UWGB students criticize administrators decision to close Shorewood Golf Course
GREEN BAY, Wis. (WBAY) - Students from the University of Wisconsin-Green Bay are criticizing administrators for their sudden decision to close a nearly 90-year-old golf course.
School officials say they couldn’t afford the upkeep and instead want to focus on education.
Breeze Christian, a junior at UWGB, spent hours on the Shorewood Golf Course last year.
“This little patch used to be the opening tee box, and as you can see, you can’t even tell anymore,” Christian said.
The coronavirus pandemic forced gyms and many indoor facilities to close. This was a chance for him and his friends to be outdoors and socialize.
Christian said he was disappointed when UWGB decided to permanently shut down Shorewood.
“This campus as many other students know, we’re kind of secluded out here. We’re not in the city like many other public campuses. But, this gave us a really convenient and cheap way of entertainment,” Christian said.
UWGB Chancellor Michael Alexander sent an email on July 7 announcing the golf course’s fate. Jack Ludwig, a senior at UWGB, said he was blindsided by the decision.
“It’s a great way for the community to interact with our campus as a whole as well as our students. Golf is definitely a growing and thriving support, especially due to [Covid-19],” Ludwig said.
Ludwig had plans to work at Shorewood during the summer and was part of a student-led organization that would run the golf course as a business.
Emails he provided show administrators stated as late as May 6 the golf course would open June 1.
“Just being able to communicate and talk with them was just so frustrating for just the months we were going through that project,” Ludwig said. “To just have all our work basically be erased...even without giving us a chance to show off that work that we did.”
The golf carts now sit empty on Shorewood, collecting dust and bugs.
UWGB declined to comment for this story when we reached out to them. However, Chancellor Alexander previously said the maintenance costs were too high and they had trouble finding people to hire.
Alexander added interest had been waning for many years in Shorewood and it will be transitioned “in the coming months” into a student recreation and engagement center.

▸ Referring expression data
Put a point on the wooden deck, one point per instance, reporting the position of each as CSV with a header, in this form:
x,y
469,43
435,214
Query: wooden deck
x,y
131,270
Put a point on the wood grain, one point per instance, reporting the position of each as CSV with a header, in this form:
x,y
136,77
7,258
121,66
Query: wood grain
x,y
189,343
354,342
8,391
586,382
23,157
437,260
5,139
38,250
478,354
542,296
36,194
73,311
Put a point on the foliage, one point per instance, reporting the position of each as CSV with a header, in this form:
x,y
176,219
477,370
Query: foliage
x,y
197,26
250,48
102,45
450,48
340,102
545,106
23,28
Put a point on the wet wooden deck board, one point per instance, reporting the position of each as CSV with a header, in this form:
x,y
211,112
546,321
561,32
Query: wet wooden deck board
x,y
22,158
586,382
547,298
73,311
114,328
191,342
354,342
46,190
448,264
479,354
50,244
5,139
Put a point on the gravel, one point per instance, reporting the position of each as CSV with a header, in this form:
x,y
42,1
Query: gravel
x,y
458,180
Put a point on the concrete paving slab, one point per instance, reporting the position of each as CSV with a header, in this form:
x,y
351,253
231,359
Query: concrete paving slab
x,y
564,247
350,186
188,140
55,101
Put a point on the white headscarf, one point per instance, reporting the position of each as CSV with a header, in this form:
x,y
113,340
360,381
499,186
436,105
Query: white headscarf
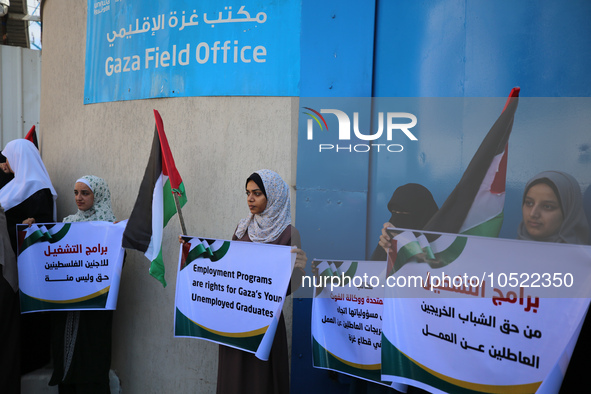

▸ Aim of the exercise
Answer these questions from the Shorewood Golf Course article:
1. On what date did Chancellor Michael Alexander send the email announcing the golf course's fate?
2. According to the emails Ludwig provided, what opening date had administrators given as late as May 6?
3. What will Shorewood be transitioned into "in the coming months"?

▸ Problem solution
1. July 7
2. June 1
3. A student recreation and engagement center